Paris (75)

Jacques-Régis du Cray : « Les Archives généalogiques Andriveau sont la plus ancienne étude de généalogie successorale au monde » !

Publié le 07/09/2022

Au milieu des boutiques de luxe et des éditeurs, il faut avoir l’œil pour repérer la plaque discrète, qui, sur le mur, indique les archives Andriveau. Après avoir poussé la lourde porte de rue et traversé une petite cour, pénétrer au sein de l’hôtel de Marsilly est un voyage dans le temps. Construit au début du dix-huitième siècle, ce bel hôtel particulier contient une partie de l’histoire des Parisiens. Jacques-Régis du Cray, historien de formation, a passé la moitié de sa vie à y travailler. Il connaît chaque recoin de l’étude, chaque détail de l’histoire du bâtiment. Nous l’avons suivi pour une visite guidée.

Actu-Juridique : Comment êtes-vous entré aux Archives généalogiques Andriveau ?

Jacques-Régis du Cray : Les généalogistes de l’étude ont, pour la plupart, des profils d’historiens ou de juristes. Pour ma part, j’ai suivi une classe préparatoire littéraire et lorsque j’ai achevé la deuxième année, un ami m’a proposé d’effectuer un stage au mois de septembre suivant aux Archives généalogiques Andriveau. Finalement, je ne les ai jamais quittées ! À l’issue de cette expérience, j’ai poursuivi des études d’histoire, tout en continuant à venir travailler rue du Cherche-Midi. Après avoir obtenu l’agrégation, j’ai enseigné quelques mois avant de quitter définitivement l’Éducation nationale pour me consacrer totalement à la généalogie. Désormais, je dirige l’équipe de chercheurs de l’étude.

A-J : Le siège de l’étude se trouve dans un hôtel particulier vieux de plusieurs siècles. Pouvez-vous nous présenter ce lieu ?

Jacques-Régis du Cray : Nous remontons les origines du terrain à 1529, date à laquelle les abbés de Saint Germain cédèrent sur ces lieux une prairie à un cabaretier de Paris. À l’époque, le quartier se situait à l’extérieur de la ville, au-delà des remparts, et il s’est surtout développé après l’arrivée de Marie de Médicis au palais du Luxembourg au tout début du XVIIe siècle. À l’emplacement qui nous intéresse se dressait une brasserie qui fut acquise en 1738 par l’architecte Claude Bonneau afin d’y faire édifier un hôtel particulier. Lui-même vivait sur une parcelle contiguë donnant rue de Sèvres mais ni lui ni sa fille n’ont habité l’hôtel de Marsilly qui conserva ainsi le nom de cette dernière. Bâti entre cour et jardin, l’ensemble présente les allures classiques d’un édifice du XVIIIe siècle qui vit se succéder des hôtes variés. Loué à des grands serviteurs de l’État avant la Révolution, il fut, au siècle suivant, la résidence d’un collectionneur qui y a entreposé des centaines de toiles de maîtres, tels que David, Fragonard, ou encore Vélasquez. En 1881, l’hôtel fut vendu à notre étude et il devint alors le siège des Archives généalogiques Andriveau.

# Exercice 1
Réécrivez sous forme de liste le paragraphe de l'entretien qui commence par « Au milieu des boutiques de luxe », en gardant ses faits essentiels.
# Exercice 2
Recopiez tout ce qui va de « Au milieu des » jusqu'à « une visite guidée. » dans l'entretien, en rebaptisant « hôtel de Marsilly » en « hôtel Bonneau ».
# Exercice 3
D'après l'entretien, en quelle année l'hôtel a-t-il été vendu à l'étude ?

# Données à examiner
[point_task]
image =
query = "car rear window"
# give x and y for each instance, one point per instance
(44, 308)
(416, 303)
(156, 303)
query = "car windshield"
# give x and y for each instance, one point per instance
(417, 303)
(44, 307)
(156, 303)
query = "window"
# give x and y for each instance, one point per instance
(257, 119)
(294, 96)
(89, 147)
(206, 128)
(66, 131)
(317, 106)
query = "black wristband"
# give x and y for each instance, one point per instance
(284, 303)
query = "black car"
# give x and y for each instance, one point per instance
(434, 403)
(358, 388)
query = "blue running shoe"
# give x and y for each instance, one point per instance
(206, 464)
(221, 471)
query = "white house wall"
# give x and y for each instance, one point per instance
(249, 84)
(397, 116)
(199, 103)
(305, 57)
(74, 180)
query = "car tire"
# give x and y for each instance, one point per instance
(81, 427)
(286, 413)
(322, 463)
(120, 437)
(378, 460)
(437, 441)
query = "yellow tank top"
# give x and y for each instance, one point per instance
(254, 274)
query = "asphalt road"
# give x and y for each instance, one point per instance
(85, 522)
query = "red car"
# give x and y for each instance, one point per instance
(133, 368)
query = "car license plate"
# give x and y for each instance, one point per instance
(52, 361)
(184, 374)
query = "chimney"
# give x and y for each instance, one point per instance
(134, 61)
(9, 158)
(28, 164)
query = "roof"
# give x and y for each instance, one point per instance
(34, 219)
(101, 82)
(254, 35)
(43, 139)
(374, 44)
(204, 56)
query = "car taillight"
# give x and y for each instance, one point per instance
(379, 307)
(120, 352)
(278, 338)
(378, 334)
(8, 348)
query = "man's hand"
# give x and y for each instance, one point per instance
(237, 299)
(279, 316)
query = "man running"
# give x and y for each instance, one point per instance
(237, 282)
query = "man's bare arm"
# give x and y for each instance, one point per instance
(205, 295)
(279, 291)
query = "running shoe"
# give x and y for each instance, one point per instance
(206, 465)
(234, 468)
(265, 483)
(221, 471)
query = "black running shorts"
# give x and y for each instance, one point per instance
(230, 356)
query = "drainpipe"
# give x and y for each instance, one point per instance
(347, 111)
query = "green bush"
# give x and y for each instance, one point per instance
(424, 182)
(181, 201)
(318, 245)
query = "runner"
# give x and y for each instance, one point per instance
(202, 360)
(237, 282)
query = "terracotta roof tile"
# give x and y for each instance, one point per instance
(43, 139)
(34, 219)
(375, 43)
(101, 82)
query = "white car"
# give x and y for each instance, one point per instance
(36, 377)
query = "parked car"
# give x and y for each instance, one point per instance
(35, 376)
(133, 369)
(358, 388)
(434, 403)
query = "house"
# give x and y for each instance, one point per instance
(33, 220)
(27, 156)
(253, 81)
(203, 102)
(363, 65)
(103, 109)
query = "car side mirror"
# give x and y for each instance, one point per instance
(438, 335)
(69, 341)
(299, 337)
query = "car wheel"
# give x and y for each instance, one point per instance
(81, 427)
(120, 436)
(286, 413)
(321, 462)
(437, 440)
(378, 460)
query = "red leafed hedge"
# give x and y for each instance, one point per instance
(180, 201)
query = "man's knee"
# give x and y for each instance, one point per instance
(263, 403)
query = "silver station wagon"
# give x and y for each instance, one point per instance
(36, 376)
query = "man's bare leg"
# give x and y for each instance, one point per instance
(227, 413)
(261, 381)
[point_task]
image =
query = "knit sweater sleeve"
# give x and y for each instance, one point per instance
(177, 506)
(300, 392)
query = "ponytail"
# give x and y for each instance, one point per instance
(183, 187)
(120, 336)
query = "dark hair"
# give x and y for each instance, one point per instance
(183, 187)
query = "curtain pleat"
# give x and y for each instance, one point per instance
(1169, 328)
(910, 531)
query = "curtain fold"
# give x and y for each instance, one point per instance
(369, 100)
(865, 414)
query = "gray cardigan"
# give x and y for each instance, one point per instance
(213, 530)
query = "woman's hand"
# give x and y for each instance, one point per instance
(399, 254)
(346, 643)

==

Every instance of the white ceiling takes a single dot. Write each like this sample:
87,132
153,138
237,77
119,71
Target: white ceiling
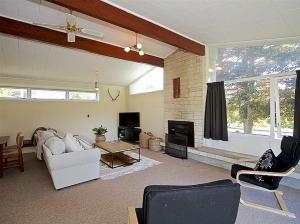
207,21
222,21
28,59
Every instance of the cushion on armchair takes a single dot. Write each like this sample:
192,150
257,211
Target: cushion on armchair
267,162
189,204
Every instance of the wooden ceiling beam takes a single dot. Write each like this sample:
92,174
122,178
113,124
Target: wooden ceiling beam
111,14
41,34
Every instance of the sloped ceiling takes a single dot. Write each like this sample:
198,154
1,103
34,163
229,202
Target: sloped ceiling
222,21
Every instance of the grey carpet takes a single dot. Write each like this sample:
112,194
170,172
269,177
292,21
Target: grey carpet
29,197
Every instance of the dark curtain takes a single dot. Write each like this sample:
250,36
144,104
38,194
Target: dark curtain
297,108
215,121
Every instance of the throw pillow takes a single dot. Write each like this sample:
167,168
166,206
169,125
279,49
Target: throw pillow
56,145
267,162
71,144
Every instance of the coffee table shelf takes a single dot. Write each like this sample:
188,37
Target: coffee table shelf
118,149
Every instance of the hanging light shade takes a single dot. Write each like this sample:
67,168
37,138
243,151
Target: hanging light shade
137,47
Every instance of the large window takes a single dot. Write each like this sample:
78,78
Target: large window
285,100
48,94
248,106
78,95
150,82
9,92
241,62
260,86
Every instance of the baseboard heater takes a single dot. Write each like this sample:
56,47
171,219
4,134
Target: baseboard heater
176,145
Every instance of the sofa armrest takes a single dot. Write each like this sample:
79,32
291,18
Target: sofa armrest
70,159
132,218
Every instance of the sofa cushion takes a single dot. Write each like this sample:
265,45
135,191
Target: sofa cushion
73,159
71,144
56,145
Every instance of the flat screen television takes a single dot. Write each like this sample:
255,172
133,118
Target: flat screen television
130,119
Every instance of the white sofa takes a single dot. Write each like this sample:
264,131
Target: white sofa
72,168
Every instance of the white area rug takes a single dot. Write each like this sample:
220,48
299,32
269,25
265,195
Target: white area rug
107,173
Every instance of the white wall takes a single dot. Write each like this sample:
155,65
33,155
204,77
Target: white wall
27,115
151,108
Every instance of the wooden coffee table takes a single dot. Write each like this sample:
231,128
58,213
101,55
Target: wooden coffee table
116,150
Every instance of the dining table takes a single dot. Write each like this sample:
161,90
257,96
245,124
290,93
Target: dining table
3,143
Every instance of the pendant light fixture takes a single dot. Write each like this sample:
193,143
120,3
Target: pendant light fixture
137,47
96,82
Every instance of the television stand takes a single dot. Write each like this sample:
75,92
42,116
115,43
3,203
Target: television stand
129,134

# Corrigé 1
- Parmi les boutiques de luxe et les éditeurs, une plaque discrète sur un mur signale les archives Andriveau.
- On y accède par une lourde porte de rue, puis par une petite cour, jusqu'à l'hôtel de Marsilly.
- Cet hôtel particulier, construit au début du XVIIIe siècle, contient une partie de l'histoire des Parisiens.
- Jacques-Régis du Cray, historien de formation, y a travaillé la moitié de sa vie et connaît chaque recoin de l'étude et l'histoire du bâtiment.
- Il a conduit une visite guidée des lieux.

# Corrigé 2
Au milieu des boutiques de luxe et des éditeurs, il faut avoir l’œil pour repérer la plaque discrète, qui, sur le mur, indique les archives Andriveau. Après avoir poussé la lourde porte de rue et traversé une petite cour, pénétrer au sein de l’hôtel Bonneau est un voyage dans le temps. Construit au début du dix-huitième siècle, ce bel hôtel particulier contient une partie de l’histoire des Parisiens. Jacques-Régis du Cray, historien de formation, a passé la moitié de sa vie à y travailler. Il connaît chaque recoin de l’étude, chaque détail de l’histoire du bâtiment. Nous l’avons suivi pour une visite guidée.

# Corrigé 3
En 1881.